• [SET EXERCISE]
Reproduce the data below, replacing every instance of "pointer" with "locator" and leaving all other text untouched.
-- start DATA FOR THIS TASK --
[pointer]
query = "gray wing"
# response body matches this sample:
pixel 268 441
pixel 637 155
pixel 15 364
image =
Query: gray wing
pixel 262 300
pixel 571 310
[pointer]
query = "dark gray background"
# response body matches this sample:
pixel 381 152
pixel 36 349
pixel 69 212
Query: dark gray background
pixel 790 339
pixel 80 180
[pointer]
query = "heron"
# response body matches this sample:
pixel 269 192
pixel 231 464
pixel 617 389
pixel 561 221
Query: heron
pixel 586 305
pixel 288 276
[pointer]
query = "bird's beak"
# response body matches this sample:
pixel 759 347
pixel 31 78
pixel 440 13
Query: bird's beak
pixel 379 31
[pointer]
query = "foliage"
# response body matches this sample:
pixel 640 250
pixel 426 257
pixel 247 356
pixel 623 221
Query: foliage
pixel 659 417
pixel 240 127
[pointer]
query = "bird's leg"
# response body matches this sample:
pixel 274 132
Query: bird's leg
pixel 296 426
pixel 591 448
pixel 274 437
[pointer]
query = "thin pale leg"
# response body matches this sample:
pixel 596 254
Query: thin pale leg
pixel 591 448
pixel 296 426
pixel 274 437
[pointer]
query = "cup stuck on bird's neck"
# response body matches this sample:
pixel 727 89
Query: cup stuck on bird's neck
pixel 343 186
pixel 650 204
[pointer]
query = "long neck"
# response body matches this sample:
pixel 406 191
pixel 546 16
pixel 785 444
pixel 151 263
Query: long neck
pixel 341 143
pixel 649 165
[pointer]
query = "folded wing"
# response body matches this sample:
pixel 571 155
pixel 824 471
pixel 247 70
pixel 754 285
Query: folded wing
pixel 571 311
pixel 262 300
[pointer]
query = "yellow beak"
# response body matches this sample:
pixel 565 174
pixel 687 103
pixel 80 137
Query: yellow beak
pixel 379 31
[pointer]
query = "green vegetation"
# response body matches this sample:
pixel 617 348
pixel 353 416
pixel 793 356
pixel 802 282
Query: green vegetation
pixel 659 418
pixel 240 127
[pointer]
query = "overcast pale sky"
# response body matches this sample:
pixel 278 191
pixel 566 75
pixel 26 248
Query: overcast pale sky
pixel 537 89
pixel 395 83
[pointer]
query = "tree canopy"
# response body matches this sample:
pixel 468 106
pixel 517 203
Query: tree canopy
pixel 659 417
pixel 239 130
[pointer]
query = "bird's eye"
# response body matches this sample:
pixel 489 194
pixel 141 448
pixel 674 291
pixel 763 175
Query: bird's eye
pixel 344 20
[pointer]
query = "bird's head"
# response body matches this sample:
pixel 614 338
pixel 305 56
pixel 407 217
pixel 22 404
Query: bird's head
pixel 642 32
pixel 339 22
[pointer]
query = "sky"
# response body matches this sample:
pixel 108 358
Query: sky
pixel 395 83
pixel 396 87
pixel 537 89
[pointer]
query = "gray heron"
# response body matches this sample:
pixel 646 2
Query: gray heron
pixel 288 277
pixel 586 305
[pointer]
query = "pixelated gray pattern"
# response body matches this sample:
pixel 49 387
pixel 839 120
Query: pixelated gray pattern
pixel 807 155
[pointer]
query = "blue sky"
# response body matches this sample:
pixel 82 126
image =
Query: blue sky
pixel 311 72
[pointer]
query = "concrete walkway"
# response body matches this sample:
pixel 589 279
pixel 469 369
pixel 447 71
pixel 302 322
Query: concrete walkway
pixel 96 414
-- end DATA FOR THIS TASK --
• [COMPLETE OUTPUT]
[locator]
query = "gray wing"
# response body matches this sample:
pixel 268 441
pixel 637 155
pixel 15 364
image =
Query: gray wing
pixel 262 300
pixel 571 310
[locator]
query = "dark gray background"
# response body matches this sample:
pixel 381 152
pixel 36 349
pixel 69 212
Query: dark gray background
pixel 790 339
pixel 80 180
[locator]
query = "heron"
# response body matches this sample:
pixel 269 192
pixel 231 464
pixel 617 389
pixel 561 221
Query: heron
pixel 586 305
pixel 288 276
[locator]
query = "bird's beak"
# response body matches this sample:
pixel 759 347
pixel 31 78
pixel 440 13
Query: bird's beak
pixel 379 31
[locator]
query = "foliage"
# response body matches this sample:
pixel 640 250
pixel 426 257
pixel 247 356
pixel 623 221
Query: foliage
pixel 659 417
pixel 240 127
[locator]
query = "bird's leg"
# response body matches this sample:
pixel 274 132
Query: bird's leg
pixel 296 426
pixel 591 448
pixel 274 437
[locator]
query = "thin pale leg"
# response body matches this sample:
pixel 596 254
Query: thin pale leg
pixel 591 448
pixel 296 426
pixel 274 437
[locator]
query = "cup stuck on bird's neck"
# response body matches this sample:
pixel 727 89
Query: cup stuck on bird's neck
pixel 343 186
pixel 650 204
[locator]
query = "long neck"
# response body matches this sample:
pixel 406 191
pixel 546 16
pixel 785 444
pixel 151 263
Query: long neck
pixel 341 143
pixel 649 165
[locator]
query = "folded wing"
# response body matches this sample:
pixel 571 155
pixel 824 471
pixel 247 70
pixel 754 285
Query: folded wing
pixel 571 311
pixel 262 300
[locator]
query = "yellow beak"
# response body matches this sample:
pixel 565 174
pixel 687 103
pixel 80 137
Query: yellow beak
pixel 379 31
[locator]
query = "green vegetation"
# response body matches this sample:
pixel 617 348
pixel 353 416
pixel 793 356
pixel 802 282
Query: green vegetation
pixel 659 418
pixel 240 127
[locator]
query = "overcast pale sky"
# response body matches this sample:
pixel 278 191
pixel 566 75
pixel 26 248
Query: overcast pale sky
pixel 537 89
pixel 395 83
[locator]
query = "tree canopy"
# response body matches this sample:
pixel 468 106
pixel 517 203
Query: tree canopy
pixel 659 417
pixel 239 130
[locator]
query = "bird's eye"
# response body matches this sample:
pixel 489 194
pixel 141 448
pixel 674 291
pixel 763 175
Query: bird's eye
pixel 344 20
[locator]
query = "bird's head"
# response body matches this sample:
pixel 614 338
pixel 305 56
pixel 407 217
pixel 22 404
Query: bird's head
pixel 642 32
pixel 339 22
[locator]
query = "sky"
# response body matches this sample:
pixel 108 358
Query: sky
pixel 395 83
pixel 396 87
pixel 537 89
[locator]
query = "gray heron"
# response body matches this sample:
pixel 646 2
Query: gray heron
pixel 288 277
pixel 586 305
[locator]
query = "pixelated gray pattern"
# response body matches this sample:
pixel 49 387
pixel 839 120
Query: pixelated gray pattern
pixel 807 155
[locator]
query = "blue sky"
# response body matches this sample:
pixel 82 126
image =
Query: blue sky
pixel 311 72
[locator]
query = "concrete walkway"
# response body matches this sample:
pixel 589 279
pixel 469 369
pixel 447 71
pixel 302 322
Query: concrete walkway
pixel 96 414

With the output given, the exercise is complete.